> _TASK TO COMPLETE_: Starting from the line that holds "rough mask: <svg", print each remaining line of the entries exactly, ending with the last.
- - - - -
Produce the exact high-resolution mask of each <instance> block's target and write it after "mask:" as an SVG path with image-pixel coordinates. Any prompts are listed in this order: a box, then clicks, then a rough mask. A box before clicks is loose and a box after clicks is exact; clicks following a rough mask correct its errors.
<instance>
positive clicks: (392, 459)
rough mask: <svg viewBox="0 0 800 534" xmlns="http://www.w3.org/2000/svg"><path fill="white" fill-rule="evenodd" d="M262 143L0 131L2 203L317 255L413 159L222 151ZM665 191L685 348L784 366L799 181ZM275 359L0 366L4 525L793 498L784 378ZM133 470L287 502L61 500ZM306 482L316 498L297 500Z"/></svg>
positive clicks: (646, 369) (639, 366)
- - - - -
> _ANSWER BELOW_:
rough mask: <svg viewBox="0 0 800 534" xmlns="http://www.w3.org/2000/svg"><path fill="white" fill-rule="evenodd" d="M262 143L0 131L2 203L317 255L413 159L222 151ZM665 191L685 348L784 366L799 181ZM275 359L0 366L4 525L793 498L784 378ZM133 470L287 502L61 500ZM306 482L316 498L297 500Z"/></svg>
positive clicks: (646, 369) (639, 366)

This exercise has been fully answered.